§ **SOURCE**
--- Start ---

David Wright

Tap Dancing Around David Wright

Monday, February 22nd, 2010 | Dylan | No Comments

Until he starts wearing sleeves, David deserves the conspiracy theories and media circus

Until he starts wearing sleeves, David deserves the conspiracy theories and media circus

Last season, there was some ugliness surrounding a certain blog (not this one) and a certain Philadelphia Phillie named Raul Ibanez.  The blog made allegations about the player that were unfounded but not a huge leap and the player somehow found out about it and got pissed.  A huge spike in traffic and an appearance on ESPN’s Outside the Lines later, everything went back to normal and Ibanez fell off his early-season torrid pace.

I bring this up simply because baseball is getting back into the news and…holy hell have you seen the man purporting to be David Wright lately?

Senior writer for baseballprospectus.com, Will Carroll, had this to say on his Twitter account.

--- End ---

§ **STATED PROBLEM**
Repeat the David Wright post word for word, starting at "Last season, there" and ending at "his Twitter account.". Work only from the David Wright post above.

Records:

--- Start ---

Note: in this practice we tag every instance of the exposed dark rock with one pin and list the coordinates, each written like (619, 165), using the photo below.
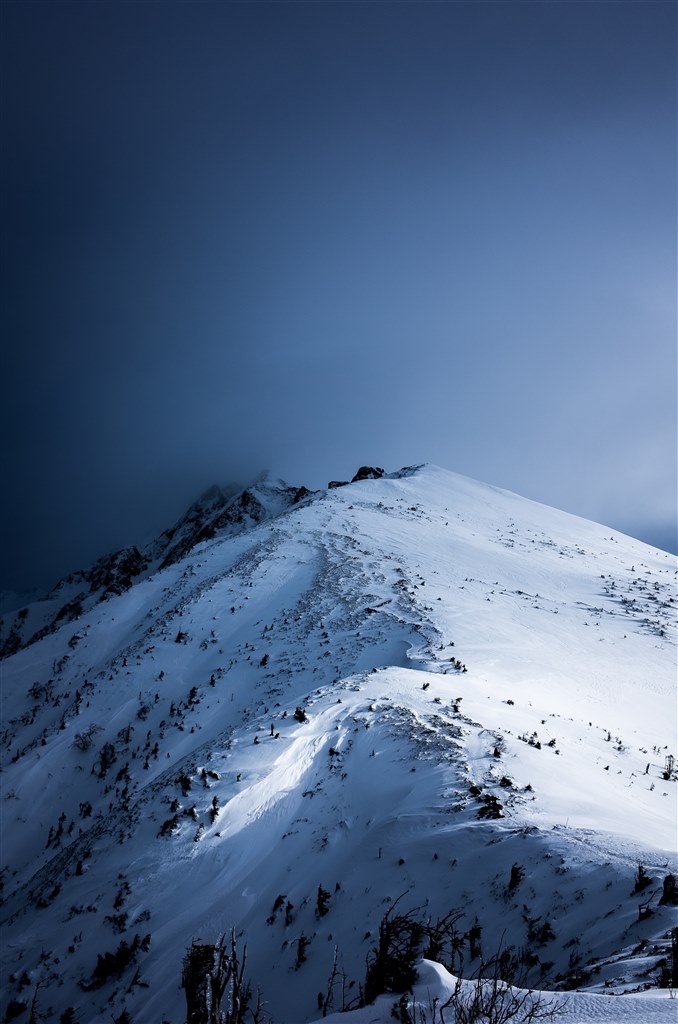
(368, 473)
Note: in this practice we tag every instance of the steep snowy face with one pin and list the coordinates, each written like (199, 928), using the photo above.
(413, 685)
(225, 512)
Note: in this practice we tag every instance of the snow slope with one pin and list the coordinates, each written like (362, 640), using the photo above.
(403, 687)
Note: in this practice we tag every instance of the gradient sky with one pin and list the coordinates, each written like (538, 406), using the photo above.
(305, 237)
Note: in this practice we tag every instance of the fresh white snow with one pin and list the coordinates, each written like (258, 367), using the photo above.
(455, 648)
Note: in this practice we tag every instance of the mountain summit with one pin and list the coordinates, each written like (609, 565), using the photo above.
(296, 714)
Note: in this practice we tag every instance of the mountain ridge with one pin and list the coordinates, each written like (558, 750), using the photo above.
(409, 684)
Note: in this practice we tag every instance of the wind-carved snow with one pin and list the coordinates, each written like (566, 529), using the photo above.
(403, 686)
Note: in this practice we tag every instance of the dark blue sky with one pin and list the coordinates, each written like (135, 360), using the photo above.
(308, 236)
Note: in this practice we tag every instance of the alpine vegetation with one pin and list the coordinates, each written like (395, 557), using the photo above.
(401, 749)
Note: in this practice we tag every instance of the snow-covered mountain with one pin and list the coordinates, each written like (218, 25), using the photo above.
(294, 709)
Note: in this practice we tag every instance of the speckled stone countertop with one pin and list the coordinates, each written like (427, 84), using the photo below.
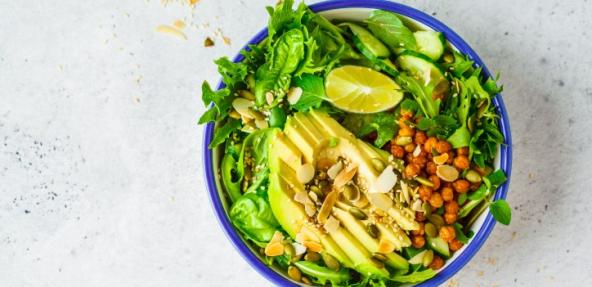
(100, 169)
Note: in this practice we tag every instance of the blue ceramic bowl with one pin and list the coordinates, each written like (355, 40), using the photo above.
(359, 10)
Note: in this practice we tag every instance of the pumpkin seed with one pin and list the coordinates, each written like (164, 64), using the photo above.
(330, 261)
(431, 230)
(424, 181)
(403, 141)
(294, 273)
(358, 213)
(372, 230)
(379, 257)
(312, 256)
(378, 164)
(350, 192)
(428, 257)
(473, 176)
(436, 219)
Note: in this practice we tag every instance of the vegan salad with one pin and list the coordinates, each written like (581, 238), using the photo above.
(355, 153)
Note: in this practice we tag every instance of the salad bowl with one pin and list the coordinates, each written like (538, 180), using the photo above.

--- End ---

§ **THE COMPLETED TASK**
Last season, there was some ugliness surrounding a certain blog (not this one) and a certain Philadelphia Phillie named Raul Ibanez.  The blog made allegations about the player that were unfounded but not a huge leap and the player somehow found out about it and got pissed.  A huge spike in traffic and an appearance on ESPN’s Outside the Lines later, everything went back to normal and Ibanez fell off his early-season torrid pace.

I bring this up simply because baseball is getting back into the news and…holy hell have you seen the man purporting to be David Wright lately?

Senior writer for baseballprospectus.com, Will Carroll, had this to say on his Twitter account.